Of all the classifiers, the random forest classifier yields the highest accuracy of 93% with precision/recall also = 93%.

after writing to a dot file one can execute
dot -Tpng small_tree.dot -o small_tree.png 
to write the random forest decisions to a png file



![title](small_tree.png)

The random forest is too hard to read due to the depth here is too high because max_depth=None so we change max_depth attribute to 3

![title](lit_tree.png)

According to the root of the tree, the Margin feature is first compared, then either Shape or BI-RADS is compared depending if the root yields either true or false. This raises the question of why is Margin the first comparsion and why does Shape or BI-RADS come next?

As well as being a good classifier, the random forest ensemble has the ability to discern which features have the highest impact on the classification. Ultimately this will help decide which features should be closely examined to determine the severity.

In [None]:
print "Features sorted by their score:"

> [Task description]: In the random forest excerpt above, what value is max_depth changed to so the tree becomes readable?

> [Listed records]:
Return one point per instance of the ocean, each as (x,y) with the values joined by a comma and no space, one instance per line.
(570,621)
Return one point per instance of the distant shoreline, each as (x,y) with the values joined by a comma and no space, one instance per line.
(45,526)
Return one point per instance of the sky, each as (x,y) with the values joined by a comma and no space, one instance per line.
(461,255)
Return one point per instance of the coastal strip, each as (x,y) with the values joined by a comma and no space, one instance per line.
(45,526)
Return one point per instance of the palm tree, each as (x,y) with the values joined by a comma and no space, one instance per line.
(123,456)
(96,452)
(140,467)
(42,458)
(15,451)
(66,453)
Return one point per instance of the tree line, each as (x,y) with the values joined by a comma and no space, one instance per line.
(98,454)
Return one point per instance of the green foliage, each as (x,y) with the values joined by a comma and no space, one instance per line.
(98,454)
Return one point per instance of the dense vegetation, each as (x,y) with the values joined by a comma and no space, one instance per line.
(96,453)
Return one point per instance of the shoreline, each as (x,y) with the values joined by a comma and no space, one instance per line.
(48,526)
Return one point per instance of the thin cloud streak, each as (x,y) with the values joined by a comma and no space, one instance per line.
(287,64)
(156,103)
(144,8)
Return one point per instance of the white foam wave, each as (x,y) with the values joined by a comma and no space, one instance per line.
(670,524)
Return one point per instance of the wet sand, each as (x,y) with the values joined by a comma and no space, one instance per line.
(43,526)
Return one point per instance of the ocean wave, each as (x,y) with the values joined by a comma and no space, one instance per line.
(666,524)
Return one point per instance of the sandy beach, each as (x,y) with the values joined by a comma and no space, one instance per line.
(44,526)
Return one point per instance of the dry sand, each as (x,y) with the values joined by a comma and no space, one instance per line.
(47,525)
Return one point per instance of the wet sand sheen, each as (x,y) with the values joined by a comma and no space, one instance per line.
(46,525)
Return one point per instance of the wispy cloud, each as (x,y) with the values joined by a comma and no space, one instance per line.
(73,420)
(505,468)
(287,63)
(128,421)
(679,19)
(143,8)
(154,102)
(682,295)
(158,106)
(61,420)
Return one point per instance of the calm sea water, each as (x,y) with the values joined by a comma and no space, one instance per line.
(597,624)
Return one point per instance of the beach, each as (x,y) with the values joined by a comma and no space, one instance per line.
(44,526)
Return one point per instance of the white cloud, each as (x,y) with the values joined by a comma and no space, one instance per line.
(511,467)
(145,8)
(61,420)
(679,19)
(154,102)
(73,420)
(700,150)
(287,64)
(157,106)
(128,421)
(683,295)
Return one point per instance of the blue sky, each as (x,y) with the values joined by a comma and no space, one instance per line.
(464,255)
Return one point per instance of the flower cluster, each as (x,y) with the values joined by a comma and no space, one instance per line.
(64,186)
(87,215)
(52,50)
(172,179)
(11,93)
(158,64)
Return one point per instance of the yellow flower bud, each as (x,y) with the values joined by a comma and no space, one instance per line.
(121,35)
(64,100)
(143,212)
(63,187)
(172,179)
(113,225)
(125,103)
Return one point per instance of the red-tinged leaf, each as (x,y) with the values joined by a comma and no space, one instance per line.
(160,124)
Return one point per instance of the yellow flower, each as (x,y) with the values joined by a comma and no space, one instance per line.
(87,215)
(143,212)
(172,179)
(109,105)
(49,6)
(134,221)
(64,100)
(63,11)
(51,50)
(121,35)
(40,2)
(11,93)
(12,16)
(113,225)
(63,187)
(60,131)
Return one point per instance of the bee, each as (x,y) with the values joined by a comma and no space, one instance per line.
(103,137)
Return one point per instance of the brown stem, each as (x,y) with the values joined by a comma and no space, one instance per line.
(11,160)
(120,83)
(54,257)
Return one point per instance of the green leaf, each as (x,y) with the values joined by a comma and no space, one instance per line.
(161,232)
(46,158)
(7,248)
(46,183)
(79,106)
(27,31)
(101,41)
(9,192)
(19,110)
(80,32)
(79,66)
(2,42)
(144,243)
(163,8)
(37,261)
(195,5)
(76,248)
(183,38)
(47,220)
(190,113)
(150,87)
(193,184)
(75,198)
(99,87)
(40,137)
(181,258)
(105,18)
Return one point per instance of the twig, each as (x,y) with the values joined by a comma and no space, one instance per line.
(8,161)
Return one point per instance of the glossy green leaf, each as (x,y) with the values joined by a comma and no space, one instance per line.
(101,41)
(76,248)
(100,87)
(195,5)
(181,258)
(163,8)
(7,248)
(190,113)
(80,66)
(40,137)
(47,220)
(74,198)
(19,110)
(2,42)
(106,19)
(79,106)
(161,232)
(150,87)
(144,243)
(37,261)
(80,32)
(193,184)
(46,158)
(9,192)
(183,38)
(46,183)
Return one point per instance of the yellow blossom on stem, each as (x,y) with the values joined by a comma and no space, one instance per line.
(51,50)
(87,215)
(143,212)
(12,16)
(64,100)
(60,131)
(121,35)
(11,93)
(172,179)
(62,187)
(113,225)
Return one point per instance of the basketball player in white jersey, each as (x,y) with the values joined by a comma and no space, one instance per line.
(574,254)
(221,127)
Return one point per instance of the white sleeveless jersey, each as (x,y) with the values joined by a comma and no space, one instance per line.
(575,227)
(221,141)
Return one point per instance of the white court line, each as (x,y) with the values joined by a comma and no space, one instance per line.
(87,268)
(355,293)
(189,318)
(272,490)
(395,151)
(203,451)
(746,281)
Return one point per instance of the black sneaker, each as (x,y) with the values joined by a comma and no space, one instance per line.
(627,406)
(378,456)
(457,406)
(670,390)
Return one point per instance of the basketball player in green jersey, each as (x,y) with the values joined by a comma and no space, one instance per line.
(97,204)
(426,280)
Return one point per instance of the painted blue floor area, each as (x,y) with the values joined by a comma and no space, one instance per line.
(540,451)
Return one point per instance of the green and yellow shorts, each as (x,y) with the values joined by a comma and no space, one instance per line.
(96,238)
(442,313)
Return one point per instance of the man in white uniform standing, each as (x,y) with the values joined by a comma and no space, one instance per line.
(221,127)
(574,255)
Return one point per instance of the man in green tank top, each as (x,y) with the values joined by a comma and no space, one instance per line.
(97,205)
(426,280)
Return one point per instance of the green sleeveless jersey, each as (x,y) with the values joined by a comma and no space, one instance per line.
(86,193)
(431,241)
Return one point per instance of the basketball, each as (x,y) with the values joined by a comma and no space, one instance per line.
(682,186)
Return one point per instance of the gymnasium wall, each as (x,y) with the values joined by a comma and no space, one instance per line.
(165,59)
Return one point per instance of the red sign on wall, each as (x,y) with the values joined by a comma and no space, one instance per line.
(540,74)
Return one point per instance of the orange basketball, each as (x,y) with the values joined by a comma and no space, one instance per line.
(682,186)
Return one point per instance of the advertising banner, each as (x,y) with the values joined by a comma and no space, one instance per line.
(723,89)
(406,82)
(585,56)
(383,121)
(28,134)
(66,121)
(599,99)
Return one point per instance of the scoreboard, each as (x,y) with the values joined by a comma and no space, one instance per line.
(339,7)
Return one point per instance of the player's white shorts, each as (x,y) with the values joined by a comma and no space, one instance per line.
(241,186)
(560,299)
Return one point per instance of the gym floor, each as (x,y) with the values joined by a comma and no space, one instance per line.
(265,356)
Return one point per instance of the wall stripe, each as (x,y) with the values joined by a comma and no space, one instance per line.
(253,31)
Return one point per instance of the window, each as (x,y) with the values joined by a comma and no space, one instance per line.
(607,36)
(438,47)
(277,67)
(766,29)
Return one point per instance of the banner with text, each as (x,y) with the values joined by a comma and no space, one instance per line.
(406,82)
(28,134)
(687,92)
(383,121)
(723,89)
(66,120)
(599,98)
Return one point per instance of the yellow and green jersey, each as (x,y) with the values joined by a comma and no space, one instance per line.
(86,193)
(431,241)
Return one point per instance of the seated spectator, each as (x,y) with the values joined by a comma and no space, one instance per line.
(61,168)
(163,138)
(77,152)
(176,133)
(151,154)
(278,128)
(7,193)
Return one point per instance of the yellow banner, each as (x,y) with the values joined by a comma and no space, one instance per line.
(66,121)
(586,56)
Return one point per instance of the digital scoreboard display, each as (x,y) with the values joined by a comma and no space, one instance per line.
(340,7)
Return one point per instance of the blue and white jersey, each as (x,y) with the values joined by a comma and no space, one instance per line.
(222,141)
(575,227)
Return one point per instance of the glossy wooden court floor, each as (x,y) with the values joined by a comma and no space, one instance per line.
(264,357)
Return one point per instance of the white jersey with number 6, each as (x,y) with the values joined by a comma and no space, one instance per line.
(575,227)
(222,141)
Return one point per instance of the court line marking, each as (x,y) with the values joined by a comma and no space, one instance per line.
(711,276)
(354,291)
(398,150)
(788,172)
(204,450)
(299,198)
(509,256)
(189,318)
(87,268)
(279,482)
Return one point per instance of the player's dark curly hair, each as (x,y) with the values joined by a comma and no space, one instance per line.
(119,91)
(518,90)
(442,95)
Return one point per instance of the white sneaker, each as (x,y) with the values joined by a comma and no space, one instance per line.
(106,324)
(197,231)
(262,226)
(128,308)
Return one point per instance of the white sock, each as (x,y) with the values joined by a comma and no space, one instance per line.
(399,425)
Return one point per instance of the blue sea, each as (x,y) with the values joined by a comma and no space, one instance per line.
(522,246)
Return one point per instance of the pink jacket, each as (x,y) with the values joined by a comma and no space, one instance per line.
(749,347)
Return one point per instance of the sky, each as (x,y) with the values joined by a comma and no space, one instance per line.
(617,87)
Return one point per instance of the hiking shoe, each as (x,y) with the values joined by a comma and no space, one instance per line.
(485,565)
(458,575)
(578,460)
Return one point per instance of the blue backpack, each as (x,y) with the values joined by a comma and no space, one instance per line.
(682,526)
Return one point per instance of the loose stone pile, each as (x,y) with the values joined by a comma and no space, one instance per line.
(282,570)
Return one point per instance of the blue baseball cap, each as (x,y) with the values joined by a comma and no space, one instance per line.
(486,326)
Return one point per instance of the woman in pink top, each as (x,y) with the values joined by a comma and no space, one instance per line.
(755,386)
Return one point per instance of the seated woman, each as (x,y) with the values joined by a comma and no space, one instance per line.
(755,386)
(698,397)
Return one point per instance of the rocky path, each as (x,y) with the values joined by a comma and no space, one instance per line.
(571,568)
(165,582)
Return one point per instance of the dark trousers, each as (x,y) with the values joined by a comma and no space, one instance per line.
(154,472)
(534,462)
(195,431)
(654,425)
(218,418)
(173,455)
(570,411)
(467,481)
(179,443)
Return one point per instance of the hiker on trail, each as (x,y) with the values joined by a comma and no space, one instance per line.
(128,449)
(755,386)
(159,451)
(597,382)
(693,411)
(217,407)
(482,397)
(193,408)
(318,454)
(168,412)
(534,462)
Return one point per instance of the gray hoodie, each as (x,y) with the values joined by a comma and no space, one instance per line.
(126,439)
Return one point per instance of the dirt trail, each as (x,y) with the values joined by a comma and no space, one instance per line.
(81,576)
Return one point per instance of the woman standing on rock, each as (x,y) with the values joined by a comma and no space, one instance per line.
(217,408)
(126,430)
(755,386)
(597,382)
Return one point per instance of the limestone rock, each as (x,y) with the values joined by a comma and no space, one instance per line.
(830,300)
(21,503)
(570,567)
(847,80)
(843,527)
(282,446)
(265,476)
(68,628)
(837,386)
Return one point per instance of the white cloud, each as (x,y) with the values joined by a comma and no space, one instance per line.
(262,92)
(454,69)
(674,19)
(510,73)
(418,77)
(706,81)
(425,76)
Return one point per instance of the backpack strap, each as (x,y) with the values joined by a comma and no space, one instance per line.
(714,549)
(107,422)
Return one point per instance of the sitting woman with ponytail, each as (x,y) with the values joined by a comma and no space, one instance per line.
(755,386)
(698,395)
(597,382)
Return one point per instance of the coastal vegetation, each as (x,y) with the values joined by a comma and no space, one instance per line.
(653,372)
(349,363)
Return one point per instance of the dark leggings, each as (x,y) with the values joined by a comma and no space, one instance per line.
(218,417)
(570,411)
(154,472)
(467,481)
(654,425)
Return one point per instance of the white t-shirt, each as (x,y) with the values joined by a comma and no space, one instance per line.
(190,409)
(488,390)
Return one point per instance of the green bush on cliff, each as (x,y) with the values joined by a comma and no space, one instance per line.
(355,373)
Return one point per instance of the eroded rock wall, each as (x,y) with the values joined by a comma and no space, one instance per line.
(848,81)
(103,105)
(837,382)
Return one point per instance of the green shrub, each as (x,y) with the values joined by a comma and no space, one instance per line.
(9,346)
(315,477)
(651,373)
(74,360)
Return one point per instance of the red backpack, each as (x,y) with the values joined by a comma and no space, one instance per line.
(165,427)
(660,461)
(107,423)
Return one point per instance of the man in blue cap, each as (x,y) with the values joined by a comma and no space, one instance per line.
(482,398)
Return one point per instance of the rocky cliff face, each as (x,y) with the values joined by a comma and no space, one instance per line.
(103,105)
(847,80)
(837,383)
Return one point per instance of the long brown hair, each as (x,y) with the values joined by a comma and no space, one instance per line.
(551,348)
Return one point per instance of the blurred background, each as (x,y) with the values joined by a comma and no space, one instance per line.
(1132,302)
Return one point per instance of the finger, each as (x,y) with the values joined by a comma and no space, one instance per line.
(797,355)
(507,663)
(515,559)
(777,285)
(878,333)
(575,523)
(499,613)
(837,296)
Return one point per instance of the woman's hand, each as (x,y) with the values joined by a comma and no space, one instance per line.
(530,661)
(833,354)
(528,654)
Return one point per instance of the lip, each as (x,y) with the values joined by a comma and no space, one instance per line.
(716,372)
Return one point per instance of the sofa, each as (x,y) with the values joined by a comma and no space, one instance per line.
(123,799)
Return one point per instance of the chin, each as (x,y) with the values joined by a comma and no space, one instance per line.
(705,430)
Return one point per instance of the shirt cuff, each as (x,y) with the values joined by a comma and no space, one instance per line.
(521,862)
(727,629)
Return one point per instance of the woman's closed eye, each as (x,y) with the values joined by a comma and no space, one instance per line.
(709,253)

> [Solved problem]: It is changed to 3.